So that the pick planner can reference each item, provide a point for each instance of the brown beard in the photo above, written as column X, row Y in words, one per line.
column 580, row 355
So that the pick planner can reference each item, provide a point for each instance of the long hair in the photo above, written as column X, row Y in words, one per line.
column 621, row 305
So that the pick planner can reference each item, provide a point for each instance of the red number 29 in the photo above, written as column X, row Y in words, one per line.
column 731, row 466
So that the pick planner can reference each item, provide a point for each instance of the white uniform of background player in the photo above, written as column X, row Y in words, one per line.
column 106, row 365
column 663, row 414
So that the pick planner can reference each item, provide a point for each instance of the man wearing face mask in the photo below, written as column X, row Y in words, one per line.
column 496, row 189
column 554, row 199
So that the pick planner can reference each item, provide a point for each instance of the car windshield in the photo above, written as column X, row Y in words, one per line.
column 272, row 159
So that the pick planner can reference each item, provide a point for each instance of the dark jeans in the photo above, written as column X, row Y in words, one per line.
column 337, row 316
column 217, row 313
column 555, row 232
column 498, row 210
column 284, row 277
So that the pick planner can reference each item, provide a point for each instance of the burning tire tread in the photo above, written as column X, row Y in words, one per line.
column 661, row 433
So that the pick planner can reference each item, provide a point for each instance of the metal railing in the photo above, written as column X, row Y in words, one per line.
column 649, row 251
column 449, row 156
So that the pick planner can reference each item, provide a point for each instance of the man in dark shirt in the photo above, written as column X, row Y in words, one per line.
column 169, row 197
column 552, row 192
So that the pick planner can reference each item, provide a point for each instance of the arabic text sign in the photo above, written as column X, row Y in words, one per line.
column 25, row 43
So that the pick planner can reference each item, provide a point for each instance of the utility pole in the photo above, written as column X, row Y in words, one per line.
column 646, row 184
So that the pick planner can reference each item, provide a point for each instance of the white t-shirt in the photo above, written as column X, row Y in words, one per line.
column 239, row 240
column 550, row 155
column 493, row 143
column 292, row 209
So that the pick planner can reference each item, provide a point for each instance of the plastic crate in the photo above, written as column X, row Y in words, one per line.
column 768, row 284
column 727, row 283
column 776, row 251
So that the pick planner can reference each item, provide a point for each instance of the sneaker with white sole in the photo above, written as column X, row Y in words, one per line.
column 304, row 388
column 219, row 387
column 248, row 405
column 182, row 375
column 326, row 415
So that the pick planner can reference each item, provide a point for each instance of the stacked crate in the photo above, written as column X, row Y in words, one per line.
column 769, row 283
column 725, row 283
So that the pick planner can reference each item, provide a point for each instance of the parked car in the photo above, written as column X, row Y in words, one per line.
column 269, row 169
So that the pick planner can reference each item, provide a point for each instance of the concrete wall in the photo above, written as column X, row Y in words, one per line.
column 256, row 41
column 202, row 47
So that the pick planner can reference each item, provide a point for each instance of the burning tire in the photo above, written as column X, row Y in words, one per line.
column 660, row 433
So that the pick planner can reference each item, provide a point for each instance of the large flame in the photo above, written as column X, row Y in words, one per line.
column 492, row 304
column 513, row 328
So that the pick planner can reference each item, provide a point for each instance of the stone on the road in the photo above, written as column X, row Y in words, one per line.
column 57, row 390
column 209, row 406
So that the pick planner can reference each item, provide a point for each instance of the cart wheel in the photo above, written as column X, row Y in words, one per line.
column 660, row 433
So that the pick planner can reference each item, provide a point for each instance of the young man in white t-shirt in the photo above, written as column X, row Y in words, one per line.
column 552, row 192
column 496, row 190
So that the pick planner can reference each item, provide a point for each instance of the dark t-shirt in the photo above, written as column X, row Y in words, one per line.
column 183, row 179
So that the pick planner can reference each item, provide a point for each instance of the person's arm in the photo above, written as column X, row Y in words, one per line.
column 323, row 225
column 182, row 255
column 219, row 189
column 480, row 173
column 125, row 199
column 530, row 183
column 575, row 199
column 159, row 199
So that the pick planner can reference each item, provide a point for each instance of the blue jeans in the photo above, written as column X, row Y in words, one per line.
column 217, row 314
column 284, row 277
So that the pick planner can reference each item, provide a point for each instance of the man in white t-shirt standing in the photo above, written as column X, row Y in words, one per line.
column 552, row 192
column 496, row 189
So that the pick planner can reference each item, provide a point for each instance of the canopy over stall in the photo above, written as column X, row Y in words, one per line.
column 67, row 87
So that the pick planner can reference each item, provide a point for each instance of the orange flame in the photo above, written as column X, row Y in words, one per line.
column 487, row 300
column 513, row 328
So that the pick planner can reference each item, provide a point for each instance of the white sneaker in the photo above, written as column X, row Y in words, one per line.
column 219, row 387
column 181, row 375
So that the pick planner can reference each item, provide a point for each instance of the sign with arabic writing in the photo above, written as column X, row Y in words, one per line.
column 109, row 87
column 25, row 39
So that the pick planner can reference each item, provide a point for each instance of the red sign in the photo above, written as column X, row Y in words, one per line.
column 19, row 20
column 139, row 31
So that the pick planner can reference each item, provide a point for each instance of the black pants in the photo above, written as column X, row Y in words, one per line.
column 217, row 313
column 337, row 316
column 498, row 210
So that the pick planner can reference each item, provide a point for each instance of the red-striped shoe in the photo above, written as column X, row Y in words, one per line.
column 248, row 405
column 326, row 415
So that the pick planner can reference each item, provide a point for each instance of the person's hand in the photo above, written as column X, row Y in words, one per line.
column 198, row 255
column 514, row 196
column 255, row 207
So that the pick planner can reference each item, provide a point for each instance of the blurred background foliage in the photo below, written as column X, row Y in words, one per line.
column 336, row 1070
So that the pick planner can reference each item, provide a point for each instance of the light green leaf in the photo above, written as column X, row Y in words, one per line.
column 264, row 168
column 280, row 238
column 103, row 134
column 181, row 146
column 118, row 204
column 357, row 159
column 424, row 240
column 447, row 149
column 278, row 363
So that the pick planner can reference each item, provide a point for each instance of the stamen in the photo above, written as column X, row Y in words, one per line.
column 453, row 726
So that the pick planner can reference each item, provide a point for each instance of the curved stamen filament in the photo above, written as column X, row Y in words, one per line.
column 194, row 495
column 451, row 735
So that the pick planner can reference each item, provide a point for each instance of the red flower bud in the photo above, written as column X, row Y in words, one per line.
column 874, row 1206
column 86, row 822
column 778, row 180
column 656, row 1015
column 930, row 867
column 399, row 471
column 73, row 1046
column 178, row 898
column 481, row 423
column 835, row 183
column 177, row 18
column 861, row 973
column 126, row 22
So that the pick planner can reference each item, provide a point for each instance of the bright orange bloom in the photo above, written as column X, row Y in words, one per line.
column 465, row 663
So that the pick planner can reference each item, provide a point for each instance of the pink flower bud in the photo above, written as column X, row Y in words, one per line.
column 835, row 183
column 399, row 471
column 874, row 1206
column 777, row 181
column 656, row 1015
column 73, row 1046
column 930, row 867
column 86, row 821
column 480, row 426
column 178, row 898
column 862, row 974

### Problem details
Using the entries above, please restate each one word for word.

### Task result
So that the pick planner can reference each item, provide a point for each instance of the brown beard in the photo above, written as column X, row Y in words, one per line.
column 580, row 355
So that the pick planner can reference each item, provide a point for each instance of the long hair in the photo above, written as column X, row Y in words, one per line.
column 621, row 305
So that the pick planner can reference each item, provide a point for each instance of the red number 29 in the photo above, written as column X, row Y in words, one per line.
column 731, row 466
So that the pick planner can reference each item, provide a point for each instance of the white uniform of background player in the photo above, written as column X, row Y in words, one per line.
column 106, row 365
column 663, row 414
So that the pick planner can reference each item, provide a point for each instance of the man wearing face mask in the photo below, written as column X, row Y in words, one per line.
column 496, row 189
column 554, row 199
So that the pick planner can reference each item, provide a point for each instance of the car windshield in the photo above, written as column X, row Y in words, one per line.
column 272, row 159
So that the pick planner can reference each item, provide a point for each instance of the dark jeans in the photo above, written as column X, row Y in words, one per line.
column 337, row 316
column 217, row 313
column 555, row 232
column 498, row 210
column 284, row 277
So that the pick planner can reference each item, provide a point for each instance of the burning tire tread in the photo above, written as column X, row Y in words, one per line.
column 661, row 433
So that the pick planner can reference each item, provide a point for each instance of the metal railing in the photo above, written as column X, row Y in words, one per line.
column 649, row 251
column 449, row 156
So that the pick planner can reference each item, provide a point for each instance of the man in dark shirt in the photo above, written as column X, row Y in words, one per line.
column 169, row 197
column 552, row 192
So that the pick planner can reference each item, provide a point for each instance of the arabic text sign in the photo above, written as column X, row Y in words, one per line.
column 25, row 43
So that the pick planner can reference each item, provide a point for each instance of the utility pole in the photo above, written as column X, row Y in words, one per line.
column 646, row 184
So that the pick planner can reference each item, provide a point for each instance of the white t-shirt in the photo above, written as column X, row Y in words, one per line.
column 239, row 240
column 550, row 155
column 493, row 143
column 292, row 209
So that the pick planner can reference each item, provide a point for each instance of the plastic crate in the photo above, written as column X, row Y in words, one per line.
column 768, row 284
column 727, row 283
column 776, row 251
So that the pick planner can reference each item, provide a point for each instance of the sneaker with white sole in the photo above, written as column X, row Y in words, one per line.
column 304, row 388
column 219, row 387
column 248, row 405
column 182, row 375
column 326, row 415
So that the pick planner can reference each item, provide a point for each instance of the stacked crate in the photo above, written as column X, row Y in words, one per line.
column 769, row 283
column 725, row 283
So that the pick planner can reference each item, provide a point for each instance of the parked car in the photo above, written as column X, row Y in words, one per line.
column 269, row 169
So that the pick planner can reference each item, provide a point for each instance of the concrete wall in the photo above, written as column X, row Y in words, one per line.
column 256, row 41
column 202, row 47
So that the pick planner can reference each item, provide a point for each instance of the burning tire in the photo above, written as column X, row Y in words, one per line.
column 660, row 433
So that the pick planner can reference each item, provide a point for each instance of the large flame in the photo above, written as column X, row Y in words, one per line.
column 492, row 304
column 513, row 328
So that the pick planner can reference each item, provide a point for each instance of the stone on the road in the photo above, written as column X, row Y in words, one per line.
column 57, row 390
column 209, row 406
So that the pick planner can reference each item, provide a point for each instance of the cart wheel in the photo above, written as column X, row Y in words, one per line.
column 660, row 433
So that the pick planner can reference each item, provide a point for each instance of the young man in white t-shirt in the photo above, written as column X, row Y in words, one per line.
column 552, row 192
column 496, row 190
So that the pick planner can reference each item, provide a point for each instance of the dark t-shirt in the photo above, written as column X, row Y in words, one per line.
column 183, row 179
So that the pick planner can reference each item, provide a point for each instance of the person's arm in the photo above, written as column X, row Y in words, one per line.
column 323, row 225
column 182, row 255
column 219, row 189
column 480, row 173
column 125, row 199
column 530, row 183
column 575, row 199
column 159, row 199
So that the pick planner can reference each item, provide a point for each instance of the blue jeans in the photo above, written as column X, row Y in words, one per line.
column 217, row 314
column 284, row 277
So that the pick planner can reference each item, provide a point for each instance of the man in white t-shirt standing in the photo above, written as column X, row Y in words, one per line.
column 552, row 192
column 496, row 189
So that the pick planner can reference each item, provide a point for each instance of the canopy over stall in the photo above, written as column X, row Y in words, one per line.
column 67, row 87
So that the pick planner can reference each item, provide a point for each instance of the orange flame in the photo above, written as column X, row Y in words, one per line.
column 487, row 300
column 513, row 328
So that the pick planner can reference each item, provide a point for each instance of the white sneaker in the photo above, written as column X, row Y in words, one per line.
column 219, row 387
column 181, row 375
So that the pick planner can reference each item, provide a point for each instance of the sign with arabic writing in the photo above, written as column X, row Y in words, one per line.
column 109, row 87
column 25, row 39
So that the pick planner can reference each item, provide a point for each instance of the red sign in the photo above, written as column X, row Y in words, one per line.
column 19, row 20
column 139, row 31
So that the pick planner can reference each item, provide a point for each instance of the black pants in the photo above, written as column X, row Y in words, one per line.
column 217, row 313
column 337, row 316
column 498, row 210
So that the pick planner can reference each item, provide a point for each instance of the red-striped shoe in the photo above, written as column X, row Y in words, one per line.
column 248, row 405
column 326, row 415
So that the pick planner can reference each item, provide a point for each instance of the person's hand in the photo above, written as column X, row Y in words, one per line.
column 198, row 255
column 514, row 196
column 255, row 207
So that the pick planner can reference each item, provide a point for each instance of the blurred background foliage in the photo below, written as column X, row Y in words, one per line.
column 336, row 1070
So that the pick planner can reference each item, provide a point for each instance of the light green leaf in the photo above, written as column X, row Y in words, one per line.
column 264, row 168
column 280, row 238
column 103, row 134
column 181, row 146
column 118, row 204
column 357, row 159
column 424, row 240
column 447, row 149
column 278, row 363
So that the pick planner can reference each item, provide a point for each instance of the stamen in the photo above, written as column X, row Y in words, one per line.
column 453, row 726
So that the pick planner can reference each item, provide a point for each instance of the curved stamen filament in the photo above, written as column X, row Y in words, one per line.
column 194, row 495
column 451, row 735
So that the pick planner can reference each item, provide a point for each instance of the red flower bud in the photo above, written as column X, row Y in words, one per line.
column 874, row 1206
column 86, row 822
column 778, row 180
column 656, row 1015
column 930, row 867
column 399, row 471
column 73, row 1046
column 178, row 898
column 481, row 423
column 835, row 183
column 177, row 18
column 861, row 973
column 126, row 22
So that the pick planner can reference each item, provide a point for each instance of the bright orange bloom in the photo above, written as column X, row Y in words, one per line.
column 465, row 663
So that the pick planner can reference each item, provide a point for each instance of the pink flower bud in the photo above, written as column X, row Y in words, one per line.
column 835, row 183
column 399, row 471
column 874, row 1206
column 777, row 181
column 656, row 1015
column 73, row 1046
column 930, row 867
column 86, row 821
column 480, row 426
column 178, row 898
column 862, row 974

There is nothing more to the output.